• JOB
Copy the lines from the one containing "Objective — for every instance of the sandy" through the one containing "[[939, 330]]", inclusive, changing "sandy bank" to "muddy bank" and keeping everything else identical.

═════ RECORDED DATA ═════

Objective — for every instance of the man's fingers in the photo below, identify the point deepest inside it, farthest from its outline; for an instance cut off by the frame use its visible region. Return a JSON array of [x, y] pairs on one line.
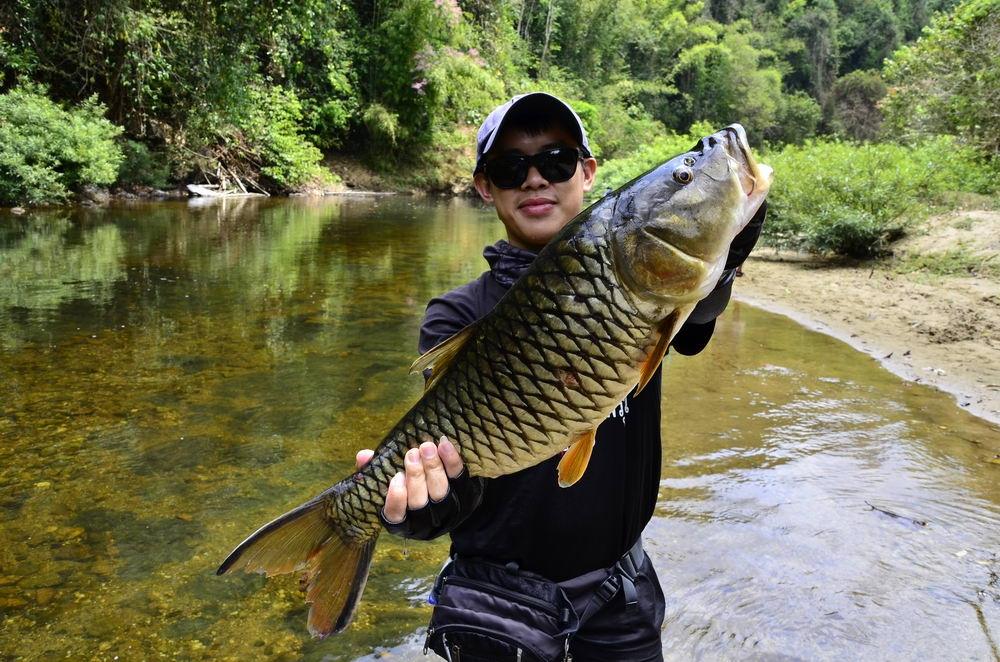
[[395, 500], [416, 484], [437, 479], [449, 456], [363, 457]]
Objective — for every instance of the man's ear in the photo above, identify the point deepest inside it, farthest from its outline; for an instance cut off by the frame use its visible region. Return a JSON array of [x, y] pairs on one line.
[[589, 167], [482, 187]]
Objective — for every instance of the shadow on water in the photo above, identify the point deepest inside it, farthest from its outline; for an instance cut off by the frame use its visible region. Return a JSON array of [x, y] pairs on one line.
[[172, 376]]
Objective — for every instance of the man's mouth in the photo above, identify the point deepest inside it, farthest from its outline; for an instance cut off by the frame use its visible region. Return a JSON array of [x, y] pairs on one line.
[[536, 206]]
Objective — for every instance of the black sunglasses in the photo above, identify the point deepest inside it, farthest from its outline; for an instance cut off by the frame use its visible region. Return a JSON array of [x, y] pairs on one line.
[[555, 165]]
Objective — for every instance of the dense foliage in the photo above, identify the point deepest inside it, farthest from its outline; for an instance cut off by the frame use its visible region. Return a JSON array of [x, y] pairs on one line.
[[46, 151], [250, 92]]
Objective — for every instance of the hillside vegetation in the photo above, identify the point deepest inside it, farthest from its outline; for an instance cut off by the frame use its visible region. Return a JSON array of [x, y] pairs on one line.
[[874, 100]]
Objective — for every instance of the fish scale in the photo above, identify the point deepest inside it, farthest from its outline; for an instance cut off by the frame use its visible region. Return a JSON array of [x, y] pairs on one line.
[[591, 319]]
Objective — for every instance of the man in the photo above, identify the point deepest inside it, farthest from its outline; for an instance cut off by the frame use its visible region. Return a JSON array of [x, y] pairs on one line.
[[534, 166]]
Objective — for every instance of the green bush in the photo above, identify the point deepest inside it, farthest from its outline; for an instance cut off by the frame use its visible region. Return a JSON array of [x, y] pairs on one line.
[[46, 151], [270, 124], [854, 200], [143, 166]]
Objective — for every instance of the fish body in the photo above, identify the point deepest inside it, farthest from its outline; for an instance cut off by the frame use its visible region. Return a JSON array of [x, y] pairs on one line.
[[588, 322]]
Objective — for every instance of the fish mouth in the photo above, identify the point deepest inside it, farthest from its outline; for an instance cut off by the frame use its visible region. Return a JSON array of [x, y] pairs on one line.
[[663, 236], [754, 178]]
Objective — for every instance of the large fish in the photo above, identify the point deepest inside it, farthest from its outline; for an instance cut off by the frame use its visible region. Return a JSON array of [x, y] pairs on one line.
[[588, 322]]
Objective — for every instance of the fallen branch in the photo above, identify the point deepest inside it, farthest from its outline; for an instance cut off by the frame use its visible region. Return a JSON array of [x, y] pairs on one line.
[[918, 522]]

═════
═════ RECORDED DATA ═════

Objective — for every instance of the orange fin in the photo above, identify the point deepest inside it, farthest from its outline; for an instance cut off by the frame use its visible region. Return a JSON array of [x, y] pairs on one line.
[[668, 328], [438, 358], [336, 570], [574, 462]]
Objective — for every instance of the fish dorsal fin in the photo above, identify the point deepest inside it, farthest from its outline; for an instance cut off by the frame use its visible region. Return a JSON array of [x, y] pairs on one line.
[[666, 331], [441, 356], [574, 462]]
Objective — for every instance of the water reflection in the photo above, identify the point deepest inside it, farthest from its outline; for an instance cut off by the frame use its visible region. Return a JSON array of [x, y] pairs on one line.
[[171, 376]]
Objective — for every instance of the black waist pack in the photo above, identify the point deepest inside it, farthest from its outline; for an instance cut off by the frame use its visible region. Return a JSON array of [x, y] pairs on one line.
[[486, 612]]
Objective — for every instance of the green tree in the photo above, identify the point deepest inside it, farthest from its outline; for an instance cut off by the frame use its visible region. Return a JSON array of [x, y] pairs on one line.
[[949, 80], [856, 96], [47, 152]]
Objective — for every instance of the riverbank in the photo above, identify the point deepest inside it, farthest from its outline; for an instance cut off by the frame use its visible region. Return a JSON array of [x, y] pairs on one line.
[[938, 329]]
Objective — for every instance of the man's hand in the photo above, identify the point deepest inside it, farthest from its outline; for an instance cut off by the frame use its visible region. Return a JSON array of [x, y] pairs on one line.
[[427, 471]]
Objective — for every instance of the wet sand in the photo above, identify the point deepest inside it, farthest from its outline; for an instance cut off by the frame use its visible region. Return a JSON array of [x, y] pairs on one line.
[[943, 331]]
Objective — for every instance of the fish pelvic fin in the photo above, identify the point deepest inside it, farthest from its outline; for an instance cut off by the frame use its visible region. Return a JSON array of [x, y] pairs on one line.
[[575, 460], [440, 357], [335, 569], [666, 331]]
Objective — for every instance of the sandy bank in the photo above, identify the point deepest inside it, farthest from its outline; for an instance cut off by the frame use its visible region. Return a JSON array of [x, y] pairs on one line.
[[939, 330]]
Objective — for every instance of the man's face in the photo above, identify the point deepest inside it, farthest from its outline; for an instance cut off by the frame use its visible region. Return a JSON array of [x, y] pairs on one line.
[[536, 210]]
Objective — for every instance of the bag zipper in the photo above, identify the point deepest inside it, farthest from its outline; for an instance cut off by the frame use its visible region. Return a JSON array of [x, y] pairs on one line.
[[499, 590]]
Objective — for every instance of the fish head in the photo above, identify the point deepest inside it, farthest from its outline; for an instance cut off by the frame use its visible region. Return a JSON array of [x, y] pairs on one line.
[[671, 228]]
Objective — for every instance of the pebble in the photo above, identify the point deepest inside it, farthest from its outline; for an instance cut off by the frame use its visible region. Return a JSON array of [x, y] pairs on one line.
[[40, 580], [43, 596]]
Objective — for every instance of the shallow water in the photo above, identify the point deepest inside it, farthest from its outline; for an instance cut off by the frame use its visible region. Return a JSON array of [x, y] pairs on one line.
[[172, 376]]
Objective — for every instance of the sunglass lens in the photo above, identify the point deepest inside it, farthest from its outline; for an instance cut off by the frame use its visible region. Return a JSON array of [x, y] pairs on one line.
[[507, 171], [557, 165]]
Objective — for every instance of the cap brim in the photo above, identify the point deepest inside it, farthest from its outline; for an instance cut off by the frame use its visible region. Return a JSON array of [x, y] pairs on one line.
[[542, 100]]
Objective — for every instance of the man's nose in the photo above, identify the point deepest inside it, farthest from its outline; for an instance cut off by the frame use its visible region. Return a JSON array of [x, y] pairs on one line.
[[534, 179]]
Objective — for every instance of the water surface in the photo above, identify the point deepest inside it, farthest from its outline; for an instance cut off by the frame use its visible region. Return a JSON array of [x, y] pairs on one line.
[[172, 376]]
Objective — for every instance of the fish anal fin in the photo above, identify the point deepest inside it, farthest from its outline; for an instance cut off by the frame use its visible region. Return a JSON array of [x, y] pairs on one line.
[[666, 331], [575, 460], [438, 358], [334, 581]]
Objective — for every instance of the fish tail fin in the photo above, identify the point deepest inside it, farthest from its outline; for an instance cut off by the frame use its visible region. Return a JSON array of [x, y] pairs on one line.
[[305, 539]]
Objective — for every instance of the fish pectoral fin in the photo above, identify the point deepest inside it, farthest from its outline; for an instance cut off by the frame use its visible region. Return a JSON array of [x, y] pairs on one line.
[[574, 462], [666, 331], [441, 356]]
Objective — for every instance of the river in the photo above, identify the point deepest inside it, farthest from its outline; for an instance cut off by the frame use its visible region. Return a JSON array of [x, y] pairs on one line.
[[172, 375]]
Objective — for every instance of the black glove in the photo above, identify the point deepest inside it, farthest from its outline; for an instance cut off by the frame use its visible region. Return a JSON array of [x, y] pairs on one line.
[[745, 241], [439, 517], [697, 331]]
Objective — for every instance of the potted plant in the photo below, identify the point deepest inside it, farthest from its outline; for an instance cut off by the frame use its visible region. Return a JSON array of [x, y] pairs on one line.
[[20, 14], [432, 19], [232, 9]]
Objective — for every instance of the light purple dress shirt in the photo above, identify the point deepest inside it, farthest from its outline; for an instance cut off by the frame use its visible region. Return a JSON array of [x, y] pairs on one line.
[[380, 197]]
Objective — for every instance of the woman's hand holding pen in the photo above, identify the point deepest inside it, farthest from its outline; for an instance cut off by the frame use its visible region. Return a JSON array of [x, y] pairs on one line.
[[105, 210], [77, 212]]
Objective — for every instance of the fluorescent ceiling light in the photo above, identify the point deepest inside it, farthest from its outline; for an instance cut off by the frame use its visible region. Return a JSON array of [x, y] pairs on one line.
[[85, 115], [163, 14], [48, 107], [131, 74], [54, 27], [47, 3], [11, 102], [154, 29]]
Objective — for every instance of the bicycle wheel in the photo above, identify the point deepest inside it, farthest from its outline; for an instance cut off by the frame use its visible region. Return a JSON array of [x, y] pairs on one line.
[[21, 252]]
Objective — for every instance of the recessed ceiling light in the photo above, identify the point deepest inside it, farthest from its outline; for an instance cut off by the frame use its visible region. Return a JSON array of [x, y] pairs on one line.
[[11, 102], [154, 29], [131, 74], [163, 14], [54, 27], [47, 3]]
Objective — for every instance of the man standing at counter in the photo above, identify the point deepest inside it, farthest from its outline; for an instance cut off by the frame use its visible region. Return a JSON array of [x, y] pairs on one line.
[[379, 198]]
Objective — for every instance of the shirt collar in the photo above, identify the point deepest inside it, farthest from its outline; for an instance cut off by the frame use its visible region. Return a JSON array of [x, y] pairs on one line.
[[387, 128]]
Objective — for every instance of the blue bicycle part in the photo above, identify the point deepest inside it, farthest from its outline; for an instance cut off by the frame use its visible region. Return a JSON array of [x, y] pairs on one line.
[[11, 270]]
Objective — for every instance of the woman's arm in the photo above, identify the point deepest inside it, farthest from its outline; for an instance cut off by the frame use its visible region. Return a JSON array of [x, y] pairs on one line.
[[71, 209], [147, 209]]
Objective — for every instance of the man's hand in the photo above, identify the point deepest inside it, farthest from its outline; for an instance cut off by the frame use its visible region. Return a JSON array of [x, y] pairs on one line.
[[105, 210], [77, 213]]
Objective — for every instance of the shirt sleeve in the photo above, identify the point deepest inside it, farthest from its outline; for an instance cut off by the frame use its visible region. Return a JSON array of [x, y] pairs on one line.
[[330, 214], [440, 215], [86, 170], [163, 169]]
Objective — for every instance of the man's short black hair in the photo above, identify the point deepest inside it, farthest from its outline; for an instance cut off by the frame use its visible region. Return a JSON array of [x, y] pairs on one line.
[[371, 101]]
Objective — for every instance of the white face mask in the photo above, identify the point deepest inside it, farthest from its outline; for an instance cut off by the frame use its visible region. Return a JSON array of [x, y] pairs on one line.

═════

• WRITTEN ANSWER
Objective — for every instance of the muddy bank in the photo above, identify the point deepest inside it, farthest from its outline; for an instance cut off by the frame use its visible region. Return a JSON array of [x, y] pairs on one line.
[[939, 330]]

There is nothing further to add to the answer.